-- BEGIN --
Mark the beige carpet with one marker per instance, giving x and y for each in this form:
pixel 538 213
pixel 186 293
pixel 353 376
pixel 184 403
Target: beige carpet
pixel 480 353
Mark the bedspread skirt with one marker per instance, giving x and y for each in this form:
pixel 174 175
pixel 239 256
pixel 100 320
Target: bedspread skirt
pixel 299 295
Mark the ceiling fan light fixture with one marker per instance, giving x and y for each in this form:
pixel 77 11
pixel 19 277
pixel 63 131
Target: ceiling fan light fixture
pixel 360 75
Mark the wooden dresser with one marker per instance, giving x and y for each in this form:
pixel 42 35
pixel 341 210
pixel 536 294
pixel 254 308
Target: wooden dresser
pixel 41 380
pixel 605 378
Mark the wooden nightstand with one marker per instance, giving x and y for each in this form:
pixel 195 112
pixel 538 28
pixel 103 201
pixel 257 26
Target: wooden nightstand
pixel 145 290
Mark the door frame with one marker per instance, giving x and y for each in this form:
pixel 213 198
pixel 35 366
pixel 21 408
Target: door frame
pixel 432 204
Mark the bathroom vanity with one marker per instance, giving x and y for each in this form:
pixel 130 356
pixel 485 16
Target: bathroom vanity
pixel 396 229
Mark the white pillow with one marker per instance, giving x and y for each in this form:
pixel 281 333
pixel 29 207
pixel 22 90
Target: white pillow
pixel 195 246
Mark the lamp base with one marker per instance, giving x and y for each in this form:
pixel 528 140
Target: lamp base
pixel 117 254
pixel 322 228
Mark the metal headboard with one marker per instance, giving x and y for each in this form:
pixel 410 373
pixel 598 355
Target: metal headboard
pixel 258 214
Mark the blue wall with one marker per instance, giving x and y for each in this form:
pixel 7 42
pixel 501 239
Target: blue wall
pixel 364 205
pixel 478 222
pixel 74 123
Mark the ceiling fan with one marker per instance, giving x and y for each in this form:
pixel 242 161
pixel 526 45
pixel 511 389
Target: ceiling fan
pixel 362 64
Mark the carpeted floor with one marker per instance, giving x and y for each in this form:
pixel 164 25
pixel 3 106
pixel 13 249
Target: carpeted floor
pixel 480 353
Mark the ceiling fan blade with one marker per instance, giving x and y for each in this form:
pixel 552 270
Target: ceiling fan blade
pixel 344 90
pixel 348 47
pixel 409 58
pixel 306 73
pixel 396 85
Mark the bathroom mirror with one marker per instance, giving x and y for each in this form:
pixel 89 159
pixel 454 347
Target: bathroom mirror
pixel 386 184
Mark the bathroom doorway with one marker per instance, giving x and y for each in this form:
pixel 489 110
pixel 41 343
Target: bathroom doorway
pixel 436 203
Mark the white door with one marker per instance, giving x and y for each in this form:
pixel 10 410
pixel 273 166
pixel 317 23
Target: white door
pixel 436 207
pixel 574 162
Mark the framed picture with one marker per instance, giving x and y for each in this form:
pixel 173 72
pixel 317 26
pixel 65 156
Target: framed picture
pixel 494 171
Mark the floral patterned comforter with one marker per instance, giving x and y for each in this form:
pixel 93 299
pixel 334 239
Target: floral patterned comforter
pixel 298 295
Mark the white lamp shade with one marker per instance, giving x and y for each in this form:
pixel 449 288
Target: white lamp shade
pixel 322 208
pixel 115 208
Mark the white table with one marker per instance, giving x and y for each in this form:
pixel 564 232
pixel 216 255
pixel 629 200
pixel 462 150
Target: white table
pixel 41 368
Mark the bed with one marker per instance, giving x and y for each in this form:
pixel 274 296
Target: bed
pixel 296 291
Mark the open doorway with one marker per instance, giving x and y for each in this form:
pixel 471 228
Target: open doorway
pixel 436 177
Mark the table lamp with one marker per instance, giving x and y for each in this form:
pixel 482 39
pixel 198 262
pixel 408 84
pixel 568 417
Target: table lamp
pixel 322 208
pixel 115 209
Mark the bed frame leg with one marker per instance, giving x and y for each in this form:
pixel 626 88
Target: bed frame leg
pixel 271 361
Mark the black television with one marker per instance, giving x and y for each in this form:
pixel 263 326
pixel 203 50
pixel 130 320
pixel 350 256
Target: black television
-- END --
# Given exercise
Can you quote every line of the material word for word, from the line holding "Mark the white lamp" through the final line, with both ends included?

# Solution to this task
Mark the white lamp shade with one marker per instance, giving x and y for each in this form:
pixel 449 288
Target: white lamp shade
pixel 322 208
pixel 115 208
Mark the white table with one marker per instance, giving x and y for each in this form:
pixel 564 232
pixel 216 255
pixel 629 200
pixel 462 150
Target: white table
pixel 41 368
Mark the bed with one marker per instance, giving x and y for each in this form:
pixel 274 296
Target: bed
pixel 296 291
Mark the open doorway with one marker per instance, giving x and y for each in this form:
pixel 471 228
Target: open doorway
pixel 436 177
Mark the table lamp with one marker per instance, giving x and y for each in this form:
pixel 482 39
pixel 198 262
pixel 408 84
pixel 568 417
Target: table lamp
pixel 322 208
pixel 115 209
Mark the bed frame leg with one marker per instance, giving x and y for each in this form:
pixel 626 88
Target: bed frame leg
pixel 271 361
Mark the black television with one marker per instance, giving x and y for each in this form:
pixel 263 326
pixel 203 50
pixel 130 320
pixel 350 256
Target: black television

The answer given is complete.